Anatomy and model of the human eye
Our eyes are the organs that are responsible for vision and which serve as our window to the outside world. This article discuses the anatomy of the human eye and a model of the human eye, examining the different structures of the eye and their functions.
The eyeball is a round organ that is quite soft because of the presence of fatty tissue, sitting inside two sockets in the bony skull, which helps protect the eyes from injury. In the image below, you can see the anatomy of the human eye and its different structures.
The sclera is the outermost layer of the eyeball. It is the opaque, white part of the eye, what is commonly referred to as “the whites the eyes”. At the front of the eye, the sclera continues to merge with the cornea, which is the transparent dome-shaped covering over the iris and pupil. The space between the cornea and the lens (behind the pupil and responsible for refracting light) is called the anterior chamber and is filled with a transparent fluid called aqueous humor. The choroid is the middle layer of the eye, found between the sclera and the retina. It continues to form the ciliary body and then iris at the front of the eyeball. The iris is a flat, thin, ring-shaped structure attached to the anterior chamber. It contains a circular muscle (a type of sphincter muscle) which surrounds the pupil as well as radial muscles radiating towards the pupil.
Ciliary muscles are located in the ciliary body; these are the muscles responsible for constantly changing the shape of the lens for near and far vision. The zonules, also known as the suspensory ligaments, are rings of tiny fibers which hold the lens “suspended” in place.
The pupil is a hole in the center of the iris, situated in front of the lens, through which light passes to the retina. The retina is the part of the eye that is sensitive to light, and is the innermost layer lining the back of the eye. There are two types of light-detecting photoreceptors in the retina: cone cells, which allow us to see colors, and rod cells, which allow us to see in low light conditions. One area of the retina called the fovea, a small depression near the optic disc, has a very high concentration of cone photoreceptors.
The main muscles of the human eye are the lateral, medial, superior and inferior rectus muscles. The eye is innervated by the optic nerve, through which the central artery and vein run, supplying the eye with blood.

:: THE TASK ::
Duplicate everything in the human eye text from "The main muscles" down to "eye with blood.". The items below have no connection to the text about the human eye.

:: SUPPLIED ENTRIES ::
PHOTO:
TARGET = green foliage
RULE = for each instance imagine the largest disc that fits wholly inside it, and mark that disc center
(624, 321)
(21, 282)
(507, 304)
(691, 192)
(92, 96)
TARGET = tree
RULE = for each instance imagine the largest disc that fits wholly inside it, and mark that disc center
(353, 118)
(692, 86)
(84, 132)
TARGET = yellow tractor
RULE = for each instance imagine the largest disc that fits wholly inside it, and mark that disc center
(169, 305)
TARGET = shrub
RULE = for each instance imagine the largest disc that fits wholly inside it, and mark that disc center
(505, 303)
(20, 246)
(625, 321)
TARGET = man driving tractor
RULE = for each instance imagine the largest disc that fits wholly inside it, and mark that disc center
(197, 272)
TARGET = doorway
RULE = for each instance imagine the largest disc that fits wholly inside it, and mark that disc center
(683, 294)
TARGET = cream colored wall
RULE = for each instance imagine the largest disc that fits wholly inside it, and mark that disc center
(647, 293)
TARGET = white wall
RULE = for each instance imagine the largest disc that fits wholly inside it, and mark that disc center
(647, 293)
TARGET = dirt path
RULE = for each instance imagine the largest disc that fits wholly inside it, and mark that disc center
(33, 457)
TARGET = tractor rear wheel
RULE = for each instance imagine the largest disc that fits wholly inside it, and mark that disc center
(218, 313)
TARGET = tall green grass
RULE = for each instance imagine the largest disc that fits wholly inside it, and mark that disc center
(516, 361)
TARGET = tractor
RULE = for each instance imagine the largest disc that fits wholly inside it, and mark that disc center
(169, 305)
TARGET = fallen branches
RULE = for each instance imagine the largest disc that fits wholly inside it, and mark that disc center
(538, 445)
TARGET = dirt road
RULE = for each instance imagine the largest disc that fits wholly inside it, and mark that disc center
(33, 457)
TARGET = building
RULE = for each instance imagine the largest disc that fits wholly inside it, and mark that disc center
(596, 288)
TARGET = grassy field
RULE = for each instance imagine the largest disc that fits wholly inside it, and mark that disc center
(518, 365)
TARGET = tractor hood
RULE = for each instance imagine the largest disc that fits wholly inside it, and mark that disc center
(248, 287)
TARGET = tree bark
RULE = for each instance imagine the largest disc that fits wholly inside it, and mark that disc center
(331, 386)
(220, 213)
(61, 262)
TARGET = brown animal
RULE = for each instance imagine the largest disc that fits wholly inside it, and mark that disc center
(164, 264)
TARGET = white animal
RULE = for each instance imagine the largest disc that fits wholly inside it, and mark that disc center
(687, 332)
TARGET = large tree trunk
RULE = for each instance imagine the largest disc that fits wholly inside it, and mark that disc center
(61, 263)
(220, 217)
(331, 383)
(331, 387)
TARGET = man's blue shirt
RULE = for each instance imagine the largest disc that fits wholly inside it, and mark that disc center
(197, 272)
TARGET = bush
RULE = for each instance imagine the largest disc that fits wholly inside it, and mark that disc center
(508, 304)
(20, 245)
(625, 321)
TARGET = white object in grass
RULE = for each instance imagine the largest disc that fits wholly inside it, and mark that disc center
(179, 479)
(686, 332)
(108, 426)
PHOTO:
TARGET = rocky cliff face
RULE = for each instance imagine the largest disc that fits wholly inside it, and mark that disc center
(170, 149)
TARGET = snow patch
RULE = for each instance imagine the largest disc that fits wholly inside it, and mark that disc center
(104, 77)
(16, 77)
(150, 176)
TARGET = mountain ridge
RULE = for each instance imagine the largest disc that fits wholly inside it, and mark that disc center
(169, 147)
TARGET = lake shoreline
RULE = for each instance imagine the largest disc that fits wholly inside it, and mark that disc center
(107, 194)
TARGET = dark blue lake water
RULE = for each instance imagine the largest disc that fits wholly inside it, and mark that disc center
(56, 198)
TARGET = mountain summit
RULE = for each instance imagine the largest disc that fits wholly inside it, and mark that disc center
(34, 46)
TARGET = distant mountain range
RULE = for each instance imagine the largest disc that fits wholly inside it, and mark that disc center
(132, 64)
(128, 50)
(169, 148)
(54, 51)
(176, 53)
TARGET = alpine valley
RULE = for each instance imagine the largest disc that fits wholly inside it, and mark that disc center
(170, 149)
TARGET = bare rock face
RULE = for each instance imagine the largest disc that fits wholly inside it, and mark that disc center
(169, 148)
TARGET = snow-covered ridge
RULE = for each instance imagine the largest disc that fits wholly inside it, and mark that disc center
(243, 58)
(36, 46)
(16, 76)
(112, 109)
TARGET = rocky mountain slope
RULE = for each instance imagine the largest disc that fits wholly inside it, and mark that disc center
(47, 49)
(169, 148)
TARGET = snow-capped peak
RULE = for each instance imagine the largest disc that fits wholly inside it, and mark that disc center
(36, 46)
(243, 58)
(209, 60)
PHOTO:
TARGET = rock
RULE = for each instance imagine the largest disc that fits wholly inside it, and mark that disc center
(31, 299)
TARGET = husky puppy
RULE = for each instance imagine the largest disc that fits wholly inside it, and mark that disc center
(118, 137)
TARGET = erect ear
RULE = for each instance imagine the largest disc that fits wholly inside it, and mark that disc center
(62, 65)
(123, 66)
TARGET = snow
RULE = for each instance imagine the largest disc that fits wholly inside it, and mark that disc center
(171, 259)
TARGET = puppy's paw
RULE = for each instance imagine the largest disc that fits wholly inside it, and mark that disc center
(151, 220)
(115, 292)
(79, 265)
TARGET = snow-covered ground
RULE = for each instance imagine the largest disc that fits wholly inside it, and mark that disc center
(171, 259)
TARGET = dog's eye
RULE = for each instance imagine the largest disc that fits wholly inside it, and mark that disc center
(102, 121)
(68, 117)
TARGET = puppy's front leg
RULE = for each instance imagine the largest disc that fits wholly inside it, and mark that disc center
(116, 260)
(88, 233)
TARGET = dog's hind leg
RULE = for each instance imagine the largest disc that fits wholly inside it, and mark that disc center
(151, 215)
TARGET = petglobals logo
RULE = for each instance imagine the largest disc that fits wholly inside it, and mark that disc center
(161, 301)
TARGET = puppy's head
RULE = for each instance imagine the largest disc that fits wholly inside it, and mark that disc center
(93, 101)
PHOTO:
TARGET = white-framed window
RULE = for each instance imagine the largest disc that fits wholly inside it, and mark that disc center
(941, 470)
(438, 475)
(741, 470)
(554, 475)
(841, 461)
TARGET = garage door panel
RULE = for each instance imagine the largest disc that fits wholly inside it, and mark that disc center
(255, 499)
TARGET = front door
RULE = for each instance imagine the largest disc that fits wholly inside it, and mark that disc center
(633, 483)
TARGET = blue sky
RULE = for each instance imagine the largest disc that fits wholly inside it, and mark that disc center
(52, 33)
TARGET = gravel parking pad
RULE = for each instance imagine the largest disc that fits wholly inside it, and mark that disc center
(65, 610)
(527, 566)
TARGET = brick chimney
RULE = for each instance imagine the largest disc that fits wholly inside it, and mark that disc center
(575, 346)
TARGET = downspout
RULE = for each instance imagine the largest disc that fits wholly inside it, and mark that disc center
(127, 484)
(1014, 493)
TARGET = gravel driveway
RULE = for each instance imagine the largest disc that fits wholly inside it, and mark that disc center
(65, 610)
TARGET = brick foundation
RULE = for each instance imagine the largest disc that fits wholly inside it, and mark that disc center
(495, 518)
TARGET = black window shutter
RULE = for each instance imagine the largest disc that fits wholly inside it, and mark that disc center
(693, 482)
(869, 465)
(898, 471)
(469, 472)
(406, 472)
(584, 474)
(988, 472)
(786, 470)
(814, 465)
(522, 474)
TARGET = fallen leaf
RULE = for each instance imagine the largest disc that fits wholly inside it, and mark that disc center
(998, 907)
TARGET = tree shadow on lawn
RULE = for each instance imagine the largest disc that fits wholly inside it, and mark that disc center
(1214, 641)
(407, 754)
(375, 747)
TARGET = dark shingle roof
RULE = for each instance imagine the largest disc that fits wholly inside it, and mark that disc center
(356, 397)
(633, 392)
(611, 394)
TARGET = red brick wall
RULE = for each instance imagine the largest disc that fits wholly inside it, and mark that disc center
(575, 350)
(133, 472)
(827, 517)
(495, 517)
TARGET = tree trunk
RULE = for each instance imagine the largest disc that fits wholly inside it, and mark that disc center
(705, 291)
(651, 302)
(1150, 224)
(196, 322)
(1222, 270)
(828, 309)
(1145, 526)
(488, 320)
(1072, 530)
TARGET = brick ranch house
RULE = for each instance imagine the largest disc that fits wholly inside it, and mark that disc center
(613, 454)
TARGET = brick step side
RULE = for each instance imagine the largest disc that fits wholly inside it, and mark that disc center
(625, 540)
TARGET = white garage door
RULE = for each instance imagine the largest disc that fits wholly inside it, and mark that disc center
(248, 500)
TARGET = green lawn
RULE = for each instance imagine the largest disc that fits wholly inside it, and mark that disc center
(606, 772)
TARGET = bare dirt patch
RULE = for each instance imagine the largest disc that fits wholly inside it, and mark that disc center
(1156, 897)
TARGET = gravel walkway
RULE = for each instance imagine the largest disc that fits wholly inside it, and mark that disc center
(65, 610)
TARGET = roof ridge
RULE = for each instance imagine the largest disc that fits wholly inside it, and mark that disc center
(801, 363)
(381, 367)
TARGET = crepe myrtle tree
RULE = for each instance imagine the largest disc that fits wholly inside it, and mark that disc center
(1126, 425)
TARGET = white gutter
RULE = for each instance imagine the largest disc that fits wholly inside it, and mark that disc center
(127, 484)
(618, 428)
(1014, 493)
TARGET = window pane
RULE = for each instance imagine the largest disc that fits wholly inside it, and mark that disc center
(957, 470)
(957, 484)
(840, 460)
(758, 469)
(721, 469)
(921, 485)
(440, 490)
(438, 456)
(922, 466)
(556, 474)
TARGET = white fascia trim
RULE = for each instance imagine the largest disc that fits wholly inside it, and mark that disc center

:: FINISHED EXERCISE ::
The main muscles of the human eye are the lateral, medial, superior and inferior rectus muscles. The eye is innervated by the optic nerve, through which the central artery and vein run, supplying the eye with blood.